**EXERCISE REQUIREMENTS**
Look for the string "detect" in the listing below and copy every line in which it appears.

─── INFORMATION SUPPLIED

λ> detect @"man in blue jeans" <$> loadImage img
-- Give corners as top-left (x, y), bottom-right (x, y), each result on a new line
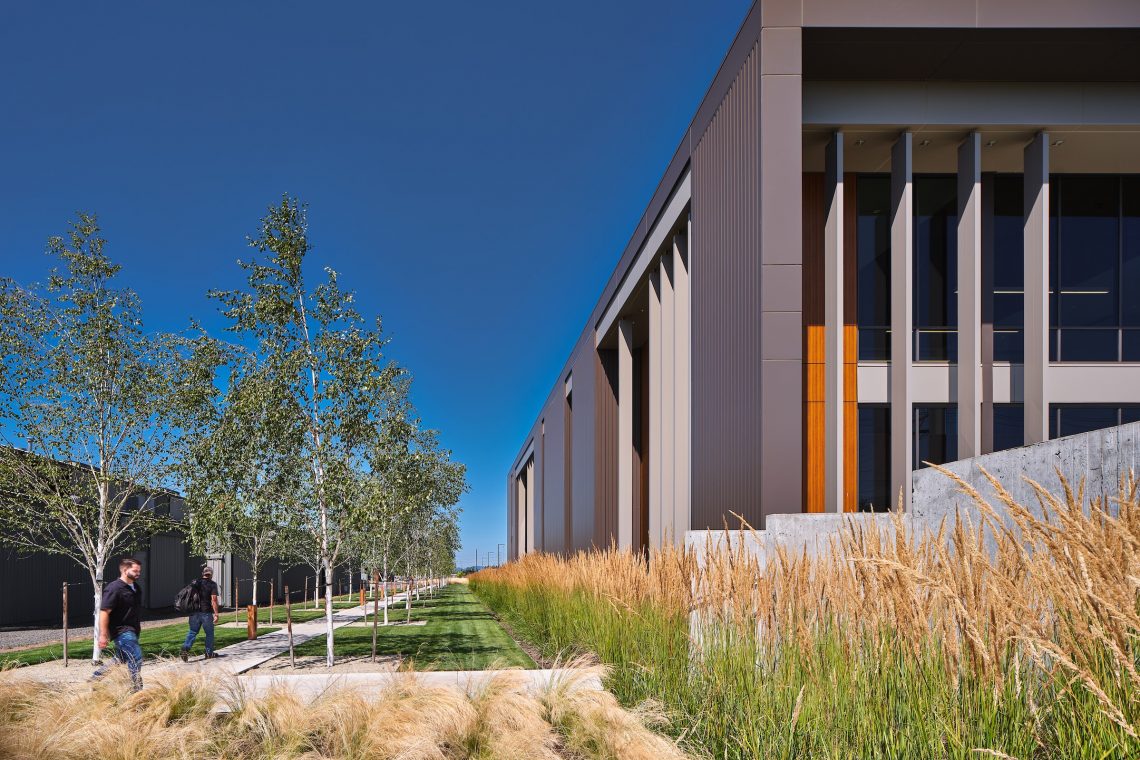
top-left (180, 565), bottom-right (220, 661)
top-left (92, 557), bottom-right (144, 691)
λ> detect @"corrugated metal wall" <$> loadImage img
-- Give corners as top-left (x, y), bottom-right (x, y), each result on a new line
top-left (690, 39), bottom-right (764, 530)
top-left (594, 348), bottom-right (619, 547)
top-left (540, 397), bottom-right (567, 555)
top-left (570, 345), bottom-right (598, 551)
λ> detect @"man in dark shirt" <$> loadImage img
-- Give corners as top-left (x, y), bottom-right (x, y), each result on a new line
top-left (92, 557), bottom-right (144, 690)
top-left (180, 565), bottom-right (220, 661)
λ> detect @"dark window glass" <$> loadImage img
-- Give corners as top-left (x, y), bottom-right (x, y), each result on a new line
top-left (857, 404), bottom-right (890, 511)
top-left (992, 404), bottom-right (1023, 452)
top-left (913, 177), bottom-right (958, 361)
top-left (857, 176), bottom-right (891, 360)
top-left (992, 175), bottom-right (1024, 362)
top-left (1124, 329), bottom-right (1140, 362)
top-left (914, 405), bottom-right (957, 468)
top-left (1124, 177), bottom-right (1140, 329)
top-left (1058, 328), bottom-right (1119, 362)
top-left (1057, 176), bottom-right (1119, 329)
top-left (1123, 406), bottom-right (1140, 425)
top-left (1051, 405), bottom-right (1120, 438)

──────

**SOLUTION TO THIS TASK**
λ> detect @"man in blue jeans" <$> loadImage img
λ> detect @"corrugated metal wall" <$> loadImage img
λ> detect @"man in dark shirt" <$> loadImage img
λ> detect @"dark window glass" <$> loadImage img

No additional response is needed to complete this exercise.